● Selected passage:
## begin
Moving forward
INTERVIEW – This moving company in Singapore has taken its first steps down the lean road, reminding us that translating your strategy into small, actionable improvements people can make at the gemba is the way to a transformation.
Interviewee: Gabriel Lam, Chief Operating Officer, Shalom Movers
Interviewer: Roberto Priolo, Editor, Planet Lean
Roberto Priolo: Can you briefly tell us about Shalom?
Gabriel Lam: Shalom Movers was founded in 1982 and started with humble beginnings as a one man and one van operation.
Through the years, we have built a rich history and family-like culture. We have expanded our services to include domestic and international residential and commercial moving, storage, disposal and vehicles for hire with driver. Since then we have also brought our services to sectors including aviation, recycling, sea freight, air freight and last-mile delivery. Today, Shalom Movers – which employs over 200 people and 80 vehicles – is the leading moving company in Singapore.
At Shalom Movers, we strongly believe in building our people before our business. Our people live up to the six core values of Shalom Movers: Safety, Honesty, Assurance, Life-long Learning, Ownership and Mastery.
RP: What challenges does Shalom face in the Singaporean market?
## end
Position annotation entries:
## begin
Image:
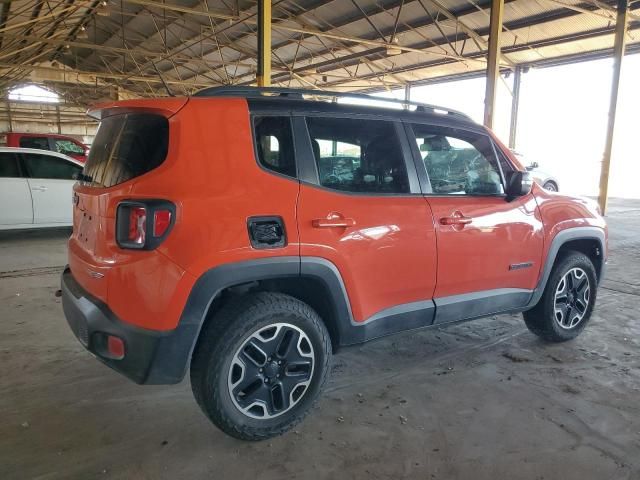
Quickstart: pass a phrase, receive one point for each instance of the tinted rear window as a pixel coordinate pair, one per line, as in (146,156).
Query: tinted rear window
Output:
(125,147)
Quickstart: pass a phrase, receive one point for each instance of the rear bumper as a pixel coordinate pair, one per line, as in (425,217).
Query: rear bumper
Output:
(151,357)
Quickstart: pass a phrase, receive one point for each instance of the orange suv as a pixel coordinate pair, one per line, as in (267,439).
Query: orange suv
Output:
(245,235)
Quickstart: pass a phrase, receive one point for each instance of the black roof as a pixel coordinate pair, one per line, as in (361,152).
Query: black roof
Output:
(300,99)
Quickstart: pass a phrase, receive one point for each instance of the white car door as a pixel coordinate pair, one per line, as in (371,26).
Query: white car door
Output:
(15,198)
(51,183)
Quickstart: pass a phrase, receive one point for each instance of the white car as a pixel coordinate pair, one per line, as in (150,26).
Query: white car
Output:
(36,188)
## end
● To do:
a - Based on the interview, say whether each statement is true, answering yes or no and quoting the words that decide it: (i) Shalom Movers began as a one-van operation. (ii) Shalom Movers employs fewer than 100 people. (iii) Honesty is one of the company's six core values.
b - Pick out every line of the entries that contains the word "Quickstart", copying each one in full.
The interview and the entries are separate material with no connection to each other.

● Complete answers:
a -
(i) Yes: "started with humble beginnings as a one man and one van operation."
(ii) No: "employs over 200 people and 80 vehicles"
(iii) Yes: "Safety, Honesty, Assurance, Life-long Learning, Ownership and Mastery."

b -
Quickstart: pass a phrase, receive one point for each instance of the tinted rear window as a pixel coordinate pair, one per line, as in (146,156).
Quickstart: pass a phrase, receive one point for each instance of the rear bumper as a pixel coordinate pair, one per line, as in (425,217).
Quickstart: pass a phrase, receive one point for each instance of the orange suv as a pixel coordinate pair, one per line, as in (267,439).
Quickstart: pass a phrase, receive one point for each instance of the black roof as a pixel coordinate pair, one per line, as in (361,152).
Quickstart: pass a phrase, receive one point for each instance of the white car door as a pixel coordinate pair, one per line, as in (371,26).
Quickstart: pass a phrase, receive one point for each instance of the white car as a pixel coordinate pair, one per line, as in (150,26).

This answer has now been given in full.